> **EXERCISE INSTRUCTIONS**: The records follow. Copy them exactly, but omit the pictures.

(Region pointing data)
—————

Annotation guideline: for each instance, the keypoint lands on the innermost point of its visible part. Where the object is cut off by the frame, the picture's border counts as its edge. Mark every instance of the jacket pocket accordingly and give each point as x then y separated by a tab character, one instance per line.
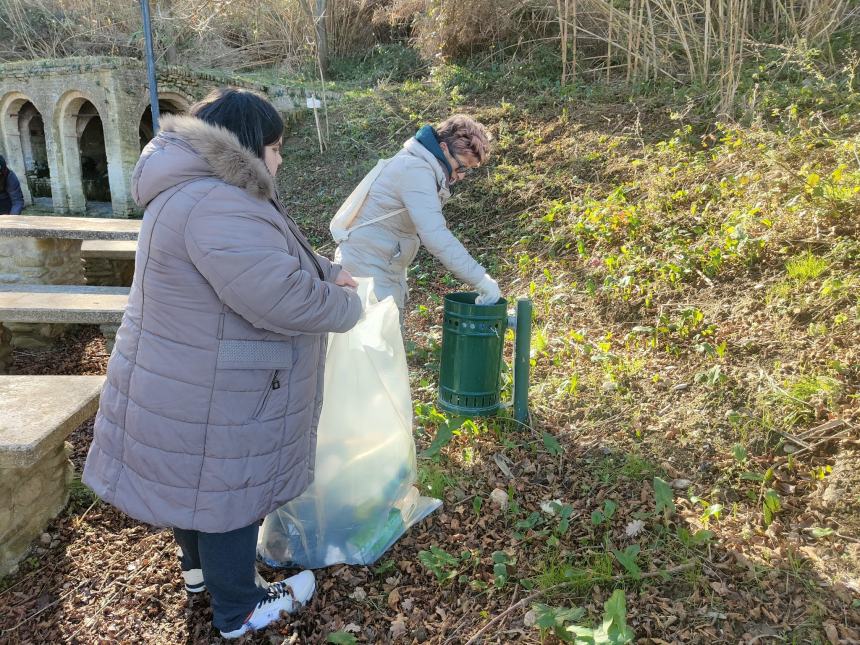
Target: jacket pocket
274	384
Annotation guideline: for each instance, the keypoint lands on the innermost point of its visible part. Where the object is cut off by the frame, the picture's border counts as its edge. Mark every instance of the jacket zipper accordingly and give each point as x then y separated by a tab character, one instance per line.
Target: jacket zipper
274	385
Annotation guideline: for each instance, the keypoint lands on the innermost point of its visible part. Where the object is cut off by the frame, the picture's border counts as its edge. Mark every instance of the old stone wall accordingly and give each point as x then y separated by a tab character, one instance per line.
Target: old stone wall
29	498
45	106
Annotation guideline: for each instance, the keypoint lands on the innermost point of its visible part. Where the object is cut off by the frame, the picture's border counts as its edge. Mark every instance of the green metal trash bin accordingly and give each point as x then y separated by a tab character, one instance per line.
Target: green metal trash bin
472	344
473	337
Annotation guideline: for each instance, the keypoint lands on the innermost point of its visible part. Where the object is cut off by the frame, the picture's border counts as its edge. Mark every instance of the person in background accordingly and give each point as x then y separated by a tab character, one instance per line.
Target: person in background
11	197
207	421
403	210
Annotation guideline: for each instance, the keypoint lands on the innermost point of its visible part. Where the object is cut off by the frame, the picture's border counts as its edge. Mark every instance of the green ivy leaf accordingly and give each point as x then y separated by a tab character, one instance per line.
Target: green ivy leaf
664	497
552	445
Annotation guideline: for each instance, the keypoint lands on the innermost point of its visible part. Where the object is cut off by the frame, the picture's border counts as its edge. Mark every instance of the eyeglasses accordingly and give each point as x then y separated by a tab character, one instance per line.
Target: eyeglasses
461	168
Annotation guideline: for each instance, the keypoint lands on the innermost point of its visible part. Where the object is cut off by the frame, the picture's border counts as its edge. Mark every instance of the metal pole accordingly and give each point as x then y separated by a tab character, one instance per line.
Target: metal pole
522	358
150	65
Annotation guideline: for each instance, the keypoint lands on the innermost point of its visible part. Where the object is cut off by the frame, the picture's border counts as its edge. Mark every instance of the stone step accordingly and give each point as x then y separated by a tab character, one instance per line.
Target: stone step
75	228
62	304
108	249
37	414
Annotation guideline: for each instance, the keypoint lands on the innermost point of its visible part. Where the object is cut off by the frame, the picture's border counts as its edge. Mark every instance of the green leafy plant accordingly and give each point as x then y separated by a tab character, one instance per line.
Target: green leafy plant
440	563
613	629
664	498
770	506
501	561
605	514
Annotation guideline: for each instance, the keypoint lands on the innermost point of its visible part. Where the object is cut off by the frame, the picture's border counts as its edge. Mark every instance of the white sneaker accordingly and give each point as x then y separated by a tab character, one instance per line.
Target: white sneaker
288	595
194	581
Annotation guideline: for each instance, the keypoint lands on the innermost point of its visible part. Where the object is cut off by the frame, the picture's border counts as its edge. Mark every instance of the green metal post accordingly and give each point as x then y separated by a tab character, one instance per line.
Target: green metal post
522	358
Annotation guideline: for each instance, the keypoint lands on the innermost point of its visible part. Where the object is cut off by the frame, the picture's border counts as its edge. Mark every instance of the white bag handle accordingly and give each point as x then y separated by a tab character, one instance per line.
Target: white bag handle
341	224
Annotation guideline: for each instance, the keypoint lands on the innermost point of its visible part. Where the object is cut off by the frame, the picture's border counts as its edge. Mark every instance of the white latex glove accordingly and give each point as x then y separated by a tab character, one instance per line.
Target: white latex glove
488	291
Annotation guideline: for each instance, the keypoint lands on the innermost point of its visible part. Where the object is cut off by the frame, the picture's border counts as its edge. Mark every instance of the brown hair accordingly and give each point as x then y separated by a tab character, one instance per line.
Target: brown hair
463	134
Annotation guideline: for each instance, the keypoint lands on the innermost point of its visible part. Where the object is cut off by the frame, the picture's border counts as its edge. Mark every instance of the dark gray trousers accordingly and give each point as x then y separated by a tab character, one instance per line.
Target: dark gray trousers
228	561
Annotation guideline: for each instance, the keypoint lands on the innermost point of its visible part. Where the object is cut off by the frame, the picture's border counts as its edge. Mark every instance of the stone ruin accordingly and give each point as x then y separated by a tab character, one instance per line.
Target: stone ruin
72	129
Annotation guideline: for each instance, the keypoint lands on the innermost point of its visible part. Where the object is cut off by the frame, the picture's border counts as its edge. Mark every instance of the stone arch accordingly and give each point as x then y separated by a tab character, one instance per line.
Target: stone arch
169	102
85	161
25	141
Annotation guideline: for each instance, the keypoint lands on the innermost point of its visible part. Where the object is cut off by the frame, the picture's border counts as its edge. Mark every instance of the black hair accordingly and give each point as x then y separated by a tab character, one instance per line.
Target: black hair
246	114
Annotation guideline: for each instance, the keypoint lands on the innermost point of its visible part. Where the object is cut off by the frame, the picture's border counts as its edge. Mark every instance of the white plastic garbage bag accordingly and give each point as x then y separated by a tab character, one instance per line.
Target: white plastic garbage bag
363	496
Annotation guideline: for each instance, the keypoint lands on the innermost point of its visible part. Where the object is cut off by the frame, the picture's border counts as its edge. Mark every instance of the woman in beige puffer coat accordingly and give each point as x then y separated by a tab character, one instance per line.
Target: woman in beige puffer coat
403	210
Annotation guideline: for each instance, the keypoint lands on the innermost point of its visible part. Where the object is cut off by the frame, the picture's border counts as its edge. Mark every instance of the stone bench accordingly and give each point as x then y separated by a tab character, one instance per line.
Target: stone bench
37	414
109	262
65	304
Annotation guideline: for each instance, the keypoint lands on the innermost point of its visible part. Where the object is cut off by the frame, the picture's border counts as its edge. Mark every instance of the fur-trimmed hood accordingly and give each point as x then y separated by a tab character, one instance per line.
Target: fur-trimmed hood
188	148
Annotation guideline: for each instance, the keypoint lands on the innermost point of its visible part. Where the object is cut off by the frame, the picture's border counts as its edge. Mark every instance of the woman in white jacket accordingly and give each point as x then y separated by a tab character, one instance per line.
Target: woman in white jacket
403	210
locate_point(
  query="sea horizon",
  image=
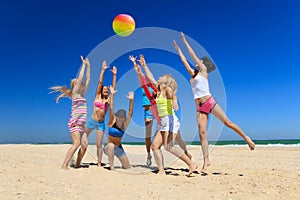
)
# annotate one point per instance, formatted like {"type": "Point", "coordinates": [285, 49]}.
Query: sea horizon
{"type": "Point", "coordinates": [273, 142]}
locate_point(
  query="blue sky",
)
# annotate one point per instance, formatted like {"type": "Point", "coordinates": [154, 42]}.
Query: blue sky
{"type": "Point", "coordinates": [255, 45]}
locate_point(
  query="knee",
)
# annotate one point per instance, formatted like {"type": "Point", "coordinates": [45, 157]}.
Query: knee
{"type": "Point", "coordinates": [84, 145]}
{"type": "Point", "coordinates": [99, 145]}
{"type": "Point", "coordinates": [110, 147]}
{"type": "Point", "coordinates": [76, 145]}
{"type": "Point", "coordinates": [202, 134]}
{"type": "Point", "coordinates": [228, 123]}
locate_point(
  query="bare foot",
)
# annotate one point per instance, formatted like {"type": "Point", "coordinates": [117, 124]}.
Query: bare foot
{"type": "Point", "coordinates": [112, 168]}
{"type": "Point", "coordinates": [65, 167]}
{"type": "Point", "coordinates": [250, 143]}
{"type": "Point", "coordinates": [192, 168]}
{"type": "Point", "coordinates": [161, 172]}
{"type": "Point", "coordinates": [188, 155]}
{"type": "Point", "coordinates": [149, 162]}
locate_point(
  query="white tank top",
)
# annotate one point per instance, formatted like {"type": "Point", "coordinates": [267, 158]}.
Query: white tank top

—————

> **EXPECTED ANSWER**:
Annotation guideline: for each instance, the keypoint lands on the innermost point of its visible part. Where the object is cut off by the frame, the picture's border counts as its edge. Mark every instance of the jacket pocket accordingly and give each point as x then y separated by a tab character, one instance per line.
Target: jacket pocket
274	384
Annotation guideline: for each instance, the keypoint lands on the innermost point of its visible part. Where the object is cut off by the frame, the picture's border counts as its edge. Mark every instance of the jacket zipper accordingly and give each point as x then y separated by a tab character, one instance per line.
Target: jacket zipper
274	385
Annotation guideline: for each instance, the keypoint lands on the innermost point of its visible part. Where the object is cut off by the frame, the picture's border counts as its edge. Mark every instance of the old stone wall accordingly and give each point as x then y separated by a tab character, one instance per line.
Target: old stone wall
29	498
45	106
Annotation guideline: for each instance, the keypoint lands on the innermost point of its visible part. Where the object is cut off by the frame, the picture's border counts as its edge. Mark every instance of the green metal trash bin accordingly and give each point as x then y separated by a tab character, one instance per line.
Target: green metal trash bin
472	344
473	337
Annotation guideline: for each instance, the keypoint lands on the innermost point of its visible part. Where the object is cut off by the frame, the picture's border counts as its edge. Mark every instance of the person in background accordingly and give each point as x then y separated by a tab character, one instance per line.
Target: person in background
11	197
207	421
403	210
Annotation guideline: for each instance, the keypoint lands on the innermost point of its visible part. Where the object is cut off by the frame, the picture's border counts as its edge. Mark every instance of the green ivy leaf accordingly and give each point as x then y separated by a tab character, one instance per line.
Target: green ivy leaf
664	497
552	445
Annotation guideline: for each instance, the keypoint lands on the innermost point of its visible part. Where the object is cut off by the frame, the picture's border counts as its edge. Mark every instance of the eyeglasses accordingly and give each point as x then y separated by a tab character, one instance per line.
Target: eyeglasses
461	168
Annotation guideline: for each instance, the keypoint lands on the innermost point of its visible part. Where the object is cut off by the frame, the picture's border counts as its edge. Mark every instance of the metal pole accordingly and give each point as x then y separated by a tab character, one instance per line.
Target: metal pole
522	358
150	65
Annotation guideline: for each instance, the keypoint lands on the innermost point of its visible part. Where the object is cut off by the frame, the picture's border counts as its edge. Mark every instance of the stone step accordingly and give each point as x then y separated by a tab character, one instance per line.
Target: stone step
75	228
62	304
108	249
37	414
Annotation guideline: for each instance, the keypoint lands on the innermost point of its visible part. Where the object is cut off by the frame, the picture's border counts as its edge. Mark every instance of the green leafy plant accordingly and give each point as x then y separated by a tab character, one instance per line.
Target: green leafy plant
440	563
613	629
664	498
770	506
501	561
605	514
Annotation guideline: for each instance, the keypoint lands on the innermost point of its visible part. Where the object is cut off by the frame, the picture's border counts as its edge. Mark every instance of the white sneaker accordingly and give each point as x then y separated by a tab character, one instance per line.
Target: white sneaker
288	595
194	581
Annotation guideline: for each instance, the keypoint lands on the innermost point of its visible part. Where the object is cut off by the frame, the picture's border counts as its edge. Mark every instance of the green metal post accordingly and give each point as x then y separated by a tab character, one instance per line.
Target: green metal post
522	358
Annotation guideline: for each instance, the keypoint lands on the innermost point of its visible part. Where the object is cut off by the frame, the picture's border counts as its edge. Mark every instance of the white bag handle accordingly and give each point as x then y separated by a tab character, one instance per line.
Target: white bag handle
341	224
Annotation guideline: for each instance, the keypoint lands on the innermost point of its visible part. Where the object is cut off by the frame, the picture's border counts as its edge. Mark every instance of the white latex glove accordingly and give each point as x then y separated by a tab character, one instance per line.
Target: white latex glove
488	291
Annotation guideline: for each instance, the keypoint lands on the innermost point of its visible part. Where the object is cut off by the frame, the picture's border counts as its edge. Mark every instance of the brown hair accordingly and give each point as x then y separated by a tab character, one instance per line.
Target: brown hair
463	134
Annotation guideline: for each instance, the keypoint lands on the innermost point of its visible part. Where the object is cut off by the frame, the picture's border counts as its edge. Mark every instance of the dark gray trousers accordingly and give each point as x then y separated by a tab character, one instance per line.
Target: dark gray trousers
228	561
Annotation guideline: for each instance, the keypoint lands on the innermost point of its visible part. Where the object is cut off by the frame, the picture's border counts as its edge. Mark every instance of the stone ruin accordingly and give each point as x then y separated by a tab character, one instance per line.
Target: stone ruin
72	129
Annotation guideline: for each instance, the keypoint lands on the innermost point of its visible part. Where the object is cut off by the frame, the picture's border counts as its edge. Mark every instance of the stone arch accordingly and give each point as x then y separated by a tab character, one instance per line.
Target: stone arch
169	102
85	161
25	141
Annotation guideline: for each instance, the keypoint lands on the innermost point of its visible part. Where the object is cut off by the frame, the picture's border counts as its edge. Mark every instance of the black hair accordingly and give each point as x then y separated by a tab character, one instance per line.
Target: black hair
246	114
Annotation guideline: for each instance, the keypoint lands on the innermost point of its visible part. Where the object is cut off by the frame, the picture's border counts as its edge. Mark every instance of the white plastic garbage bag accordingly and give each point as x then y separated by a tab character, one instance per line.
Target: white plastic garbage bag
363	496
Annotation guideline: for each instance, the keypoint lands on the innermost point of its visible part. Where the object is cut off by the frame, the picture's border counts as its edge. Mark every instance of the woman in beige puffer coat accordingly and give each point as x then y separated by a tab character, one instance per line.
Target: woman in beige puffer coat
403	210
Annotation guideline: for each instance, the keypoint lands on the innermost point of its visible part. Where the object is cut off by the frame, the picture's border counts as its edge. Mark every instance of the stone bench accordingly and give each point as x then y separated by a tab character, one instance per line.
Target: stone bench
37	414
109	262
65	304
Annotation guideline: for each instance, the keypoint lands on the innermost point of its visible part. Where the object is cut off by the frame, the picture's border counts as its edge. Mark every instance of the fur-trimmed hood accordingly and give each point as x then y separated by a tab character, one instance per line.
Target: fur-trimmed hood
188	148
Annotation guideline: for each instance, the keypoint lands on the innermost point of its visible part. Where the object is cut off by the frame, the picture's border counts as its edge. Mark every instance of the woman in white jacket accordingly and give each point as x then y separated by a tab character, one instance per line.
Target: woman in white jacket
403	210
locate_point(
  query="sea horizon",
  image=
)
# annotate one point per instance, formatted like {"type": "Point", "coordinates": [285, 49]}.
Query: sea horizon
{"type": "Point", "coordinates": [273, 142]}
locate_point(
  query="blue sky",
)
# annotate one point per instance, formatted like {"type": "Point", "coordinates": [154, 42]}.
Query: blue sky
{"type": "Point", "coordinates": [255, 45]}
locate_point(
  query="knee",
)
# annotate one point per instance, formatted like {"type": "Point", "coordinates": [45, 157]}.
Query: knee
{"type": "Point", "coordinates": [84, 145]}
{"type": "Point", "coordinates": [99, 145]}
{"type": "Point", "coordinates": [110, 147]}
{"type": "Point", "coordinates": [76, 145]}
{"type": "Point", "coordinates": [202, 134]}
{"type": "Point", "coordinates": [228, 123]}
locate_point(
  query="bare foot",
)
# annotate one point per instance, formatted like {"type": "Point", "coordinates": [117, 124]}.
Query: bare foot
{"type": "Point", "coordinates": [112, 168]}
{"type": "Point", "coordinates": [65, 167]}
{"type": "Point", "coordinates": [250, 143]}
{"type": "Point", "coordinates": [192, 168]}
{"type": "Point", "coordinates": [161, 172]}
{"type": "Point", "coordinates": [188, 155]}
{"type": "Point", "coordinates": [149, 162]}
locate_point(
  query="white tank top",
)
# annotate one point per instance, formatted like {"type": "Point", "coordinates": [267, 158]}.
Query: white tank top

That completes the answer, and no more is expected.